Recopiez mot pour mot tout ce qui va de « LA SOCIÉTÉ nationale » jusqu'à « contre les inférieurs. » dans l'extrait.
+++ EXTRAIT +++
La faute à Voltaire ? Mai 68

Ils ont fermé Nanterre, est-ce la faute à Voltaire ? Dans la mesure où le nom de Voltaire symbolise ici – bien imparfaitement d'ailleurs – une certaine forme de la contestation révolutionnaire et du "mauvais esprit" politique, il semble qu'on doive le mettre hors de cause.
Rien n'est moins révolutionnaire, rien n'est plus conformiste que la pseudo-colère d'un casseur de carreaux, même s'il habille sa mandarinoclastie d'un langage marxiste ou situationniste. A vrai dire, ce sont les jeunes gens en colère qui font les meilleurs mandarins. Les autres, qui veulent vraiment changer l'état des choses et bouleverser la règle du jeu, ont besoin de tout leur sang-froid et de toute leur énergie, surtout s'ils doivent ensuite continuer à désirer le changement.
Lorsque, dans dix ou vingt ans, Daniel Cohn-Bendit et ses amis seront doyens, recteurs, ministres ou l'équivalent sous quelque autre nom, je leur souhaite d'affronter la révolte de leurs propres étudiants avec autant de modération qu'on en fait preuve à leur égard, aujourd'hui, à Nanterre.

 

Bastilles à prendre 13 octobre 1955

LA SOCIÉTÉ nationale des chemins de fer français avait trois classes. Voici qu'elle en supprime une. Sera-t-elle bientôt une société sans classes ?

Sérieusement, il me semble que la décision qu'on nous annonce est un signe de la révolution sociale qui s'accomplit un peu partout dans le monde. Aristocratie, bourgeoisie, prolétariat, voilà quelques siècles que nous étions accoutumés à cette structure ternaire. Ce n'était qu'une phase, une transition. Elle s'achève et l'on revient au jeu à deux : les supérieurs contre les inférieurs.
+++ DONNÉES ENREGISTRÉES +++
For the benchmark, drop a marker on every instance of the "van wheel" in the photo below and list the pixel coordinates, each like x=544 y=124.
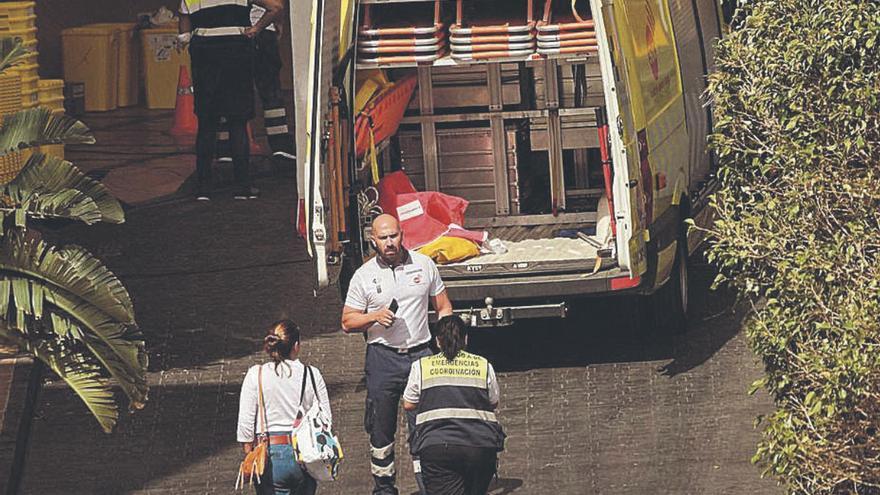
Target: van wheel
+++
+++ DONNÉES ENREGISTRÉES +++
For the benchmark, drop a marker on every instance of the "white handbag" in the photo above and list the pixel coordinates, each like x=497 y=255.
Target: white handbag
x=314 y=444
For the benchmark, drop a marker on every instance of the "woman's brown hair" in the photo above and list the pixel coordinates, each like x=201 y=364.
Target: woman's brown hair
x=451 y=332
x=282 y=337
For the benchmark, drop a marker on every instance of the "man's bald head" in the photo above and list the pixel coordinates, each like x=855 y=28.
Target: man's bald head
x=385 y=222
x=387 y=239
+++
+++ DONNÉES ENREGISTRÉES +++
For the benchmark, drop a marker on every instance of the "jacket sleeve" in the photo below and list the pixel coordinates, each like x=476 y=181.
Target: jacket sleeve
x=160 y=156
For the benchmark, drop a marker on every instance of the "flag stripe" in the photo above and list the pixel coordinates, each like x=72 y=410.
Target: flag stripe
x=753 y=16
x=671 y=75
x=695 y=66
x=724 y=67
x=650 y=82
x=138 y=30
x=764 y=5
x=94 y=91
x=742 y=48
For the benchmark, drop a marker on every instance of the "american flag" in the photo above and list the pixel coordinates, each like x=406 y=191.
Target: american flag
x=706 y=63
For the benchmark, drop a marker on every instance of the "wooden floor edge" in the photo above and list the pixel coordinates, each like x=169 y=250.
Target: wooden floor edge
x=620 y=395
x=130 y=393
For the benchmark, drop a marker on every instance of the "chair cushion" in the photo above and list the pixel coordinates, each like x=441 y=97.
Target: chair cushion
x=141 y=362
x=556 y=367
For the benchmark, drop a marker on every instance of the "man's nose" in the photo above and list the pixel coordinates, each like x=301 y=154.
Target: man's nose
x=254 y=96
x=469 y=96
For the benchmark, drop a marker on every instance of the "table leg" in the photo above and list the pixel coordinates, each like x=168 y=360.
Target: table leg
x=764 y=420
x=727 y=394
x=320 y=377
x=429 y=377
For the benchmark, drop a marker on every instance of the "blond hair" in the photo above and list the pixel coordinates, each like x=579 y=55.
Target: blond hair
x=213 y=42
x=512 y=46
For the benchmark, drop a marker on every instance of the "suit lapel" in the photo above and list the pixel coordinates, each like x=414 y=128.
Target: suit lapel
+++
**CORRIGÉ**
LA SOCIÉTÉ nationale des chemins de fer français avait trois classes. Voici qu'elle en supprime une. Sera-t-elle bientôt une société sans classes ?

Sérieusement, il me semble que la décision qu'on nous annonce est un signe de la révolution sociale qui s'accomplit un peu partout dans le monde. Aristocratie, bourgeoisie, prolétariat, voilà quelques siècles que nous étions accoutumés à cette structure ternaire. Ce n'était qu'une phase, une transition. Elle s'achève et l'on revient au jeu à deux : les supérieurs contre les inférieurs.